(Beginning of Data records)
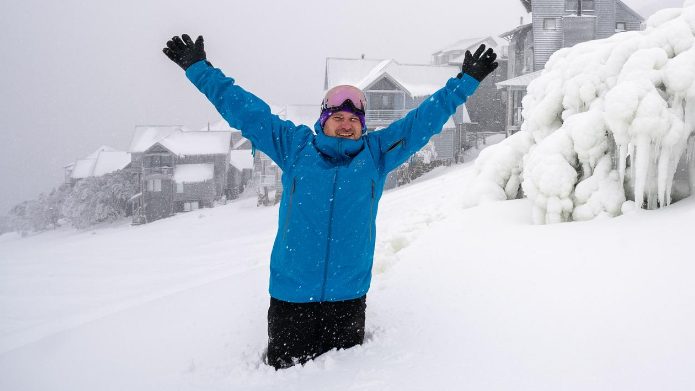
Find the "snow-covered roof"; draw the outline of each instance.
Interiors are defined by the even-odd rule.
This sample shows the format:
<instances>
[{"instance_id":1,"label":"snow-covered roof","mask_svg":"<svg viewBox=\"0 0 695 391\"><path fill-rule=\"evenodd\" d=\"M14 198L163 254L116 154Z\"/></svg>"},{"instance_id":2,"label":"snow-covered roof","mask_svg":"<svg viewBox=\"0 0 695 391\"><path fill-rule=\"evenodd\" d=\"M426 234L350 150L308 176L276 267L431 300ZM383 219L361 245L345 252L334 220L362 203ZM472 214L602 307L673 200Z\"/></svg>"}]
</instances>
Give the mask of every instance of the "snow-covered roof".
<instances>
[{"instance_id":1,"label":"snow-covered roof","mask_svg":"<svg viewBox=\"0 0 695 391\"><path fill-rule=\"evenodd\" d=\"M130 153L117 151L111 147L101 146L84 159L72 164L70 177L84 179L93 176L102 176L114 171L122 170L130 164ZM66 166L67 167L67 166Z\"/></svg>"},{"instance_id":2,"label":"snow-covered roof","mask_svg":"<svg viewBox=\"0 0 695 391\"><path fill-rule=\"evenodd\" d=\"M285 105L271 106L273 114L284 120L292 121L295 125L307 125L313 128L321 114L320 105Z\"/></svg>"},{"instance_id":3,"label":"snow-covered roof","mask_svg":"<svg viewBox=\"0 0 695 391\"><path fill-rule=\"evenodd\" d=\"M444 49L440 49L440 50L432 53L432 55L436 56L440 53L446 53L446 52L451 52L451 51L455 51L455 50L467 50L473 46L478 47L478 45L482 41L485 41L488 38L491 38L491 37L476 37L476 38L459 39L458 41L452 43L451 45L445 47Z\"/></svg>"},{"instance_id":4,"label":"snow-covered roof","mask_svg":"<svg viewBox=\"0 0 695 391\"><path fill-rule=\"evenodd\" d=\"M231 131L173 132L159 144L179 156L217 155L229 152L231 138Z\"/></svg>"},{"instance_id":5,"label":"snow-covered roof","mask_svg":"<svg viewBox=\"0 0 695 391\"><path fill-rule=\"evenodd\" d=\"M251 149L251 141L249 141L249 139L247 138L242 137L232 146L232 150L235 149Z\"/></svg>"},{"instance_id":6,"label":"snow-covered roof","mask_svg":"<svg viewBox=\"0 0 695 391\"><path fill-rule=\"evenodd\" d=\"M174 182L197 183L211 180L215 176L212 163L177 164L174 167Z\"/></svg>"},{"instance_id":7,"label":"snow-covered roof","mask_svg":"<svg viewBox=\"0 0 695 391\"><path fill-rule=\"evenodd\" d=\"M234 131L234 132L239 131L239 129L229 126L229 123L227 123L227 121L225 119L220 119L217 122L213 122L211 124L208 124L207 126L203 126L202 128L200 128L201 132L207 132L207 131L211 131L211 130L215 130L215 131L227 130L227 131Z\"/></svg>"},{"instance_id":8,"label":"snow-covered roof","mask_svg":"<svg viewBox=\"0 0 695 391\"><path fill-rule=\"evenodd\" d=\"M499 37L500 38L509 38L509 37L512 37L523 30L529 30L532 28L533 28L533 23L522 24L521 26L514 27L513 29L511 29L509 31L505 31L504 33L500 34Z\"/></svg>"},{"instance_id":9,"label":"snow-covered roof","mask_svg":"<svg viewBox=\"0 0 695 391\"><path fill-rule=\"evenodd\" d=\"M382 76L403 87L410 96L431 95L456 76L458 67L450 65L400 64L395 60L327 58L326 87L349 84L368 89Z\"/></svg>"},{"instance_id":10,"label":"snow-covered roof","mask_svg":"<svg viewBox=\"0 0 695 391\"><path fill-rule=\"evenodd\" d=\"M130 153L124 151L103 151L94 164L93 176L102 176L124 169L130 164Z\"/></svg>"},{"instance_id":11,"label":"snow-covered roof","mask_svg":"<svg viewBox=\"0 0 695 391\"><path fill-rule=\"evenodd\" d=\"M128 152L145 152L149 147L161 141L174 132L183 131L179 125L173 126L136 126L135 134L128 147Z\"/></svg>"},{"instance_id":12,"label":"snow-covered roof","mask_svg":"<svg viewBox=\"0 0 695 391\"><path fill-rule=\"evenodd\" d=\"M116 151L115 148L111 148L108 145L102 145L101 147L97 148L96 151L92 152L87 156L85 159L96 159L101 152L114 152Z\"/></svg>"},{"instance_id":13,"label":"snow-covered roof","mask_svg":"<svg viewBox=\"0 0 695 391\"><path fill-rule=\"evenodd\" d=\"M229 164L238 170L253 169L253 155L248 149L238 149L229 153Z\"/></svg>"},{"instance_id":14,"label":"snow-covered roof","mask_svg":"<svg viewBox=\"0 0 695 391\"><path fill-rule=\"evenodd\" d=\"M89 178L92 176L92 171L94 170L94 164L96 161L96 159L80 159L76 161L70 177L72 179Z\"/></svg>"},{"instance_id":15,"label":"snow-covered roof","mask_svg":"<svg viewBox=\"0 0 695 391\"><path fill-rule=\"evenodd\" d=\"M503 87L526 87L529 85L529 83L538 78L542 72L543 70L541 69L535 72L526 73L521 76L495 83L495 85L497 86L497 89L501 89Z\"/></svg>"}]
</instances>

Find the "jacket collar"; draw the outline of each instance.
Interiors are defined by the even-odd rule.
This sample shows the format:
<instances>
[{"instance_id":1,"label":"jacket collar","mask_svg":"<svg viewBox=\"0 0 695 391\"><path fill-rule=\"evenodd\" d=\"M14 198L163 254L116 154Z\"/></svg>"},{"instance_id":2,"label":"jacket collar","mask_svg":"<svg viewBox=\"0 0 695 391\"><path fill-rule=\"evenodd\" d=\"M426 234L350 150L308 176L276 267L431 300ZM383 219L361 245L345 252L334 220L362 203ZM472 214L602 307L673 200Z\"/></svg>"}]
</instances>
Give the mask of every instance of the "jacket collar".
<instances>
[{"instance_id":1,"label":"jacket collar","mask_svg":"<svg viewBox=\"0 0 695 391\"><path fill-rule=\"evenodd\" d=\"M314 146L322 154L334 161L344 162L350 160L364 149L364 137L360 137L358 140L351 140L326 136L318 122L314 125L314 130L316 131Z\"/></svg>"}]
</instances>

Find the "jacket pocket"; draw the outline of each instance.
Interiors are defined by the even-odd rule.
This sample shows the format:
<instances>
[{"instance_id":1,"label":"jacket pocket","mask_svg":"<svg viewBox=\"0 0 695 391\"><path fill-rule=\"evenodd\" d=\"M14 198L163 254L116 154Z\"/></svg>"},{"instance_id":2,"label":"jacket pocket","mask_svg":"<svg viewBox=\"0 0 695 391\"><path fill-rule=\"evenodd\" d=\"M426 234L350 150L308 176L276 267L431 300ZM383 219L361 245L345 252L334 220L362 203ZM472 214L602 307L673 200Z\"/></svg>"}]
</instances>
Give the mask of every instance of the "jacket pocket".
<instances>
[{"instance_id":1,"label":"jacket pocket","mask_svg":"<svg viewBox=\"0 0 695 391\"><path fill-rule=\"evenodd\" d=\"M287 214L285 215L285 224L282 227L282 240L287 237L287 231L290 228L290 219L292 218L292 206L294 205L294 192L297 190L297 178L292 178L292 187L290 188L290 199L287 205Z\"/></svg>"}]
</instances>

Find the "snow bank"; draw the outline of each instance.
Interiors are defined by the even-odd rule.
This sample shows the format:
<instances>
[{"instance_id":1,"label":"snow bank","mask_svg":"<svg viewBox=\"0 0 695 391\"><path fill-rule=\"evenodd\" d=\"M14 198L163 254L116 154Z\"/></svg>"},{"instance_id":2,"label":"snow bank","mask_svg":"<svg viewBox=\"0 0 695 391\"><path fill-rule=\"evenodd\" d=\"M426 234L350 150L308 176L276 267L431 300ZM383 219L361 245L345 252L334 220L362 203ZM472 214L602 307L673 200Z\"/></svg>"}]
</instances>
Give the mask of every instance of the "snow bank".
<instances>
[{"instance_id":1,"label":"snow bank","mask_svg":"<svg viewBox=\"0 0 695 391\"><path fill-rule=\"evenodd\" d=\"M476 161L464 203L521 185L538 224L616 216L627 199L669 205L695 129L695 2L646 26L557 51L528 86L521 131Z\"/></svg>"}]
</instances>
(End of Data records)
- _Exercise_
Show all lines from the data above in which the word "draw" appears.

- _Answer to the problem_
Find the "snow-covered roof"; draw the outline of each instance.
Find the "jacket collar"; draw the outline of each instance.
Find the "jacket pocket"; draw the outline of each instance.
Find the "snow bank"; draw the outline of each instance.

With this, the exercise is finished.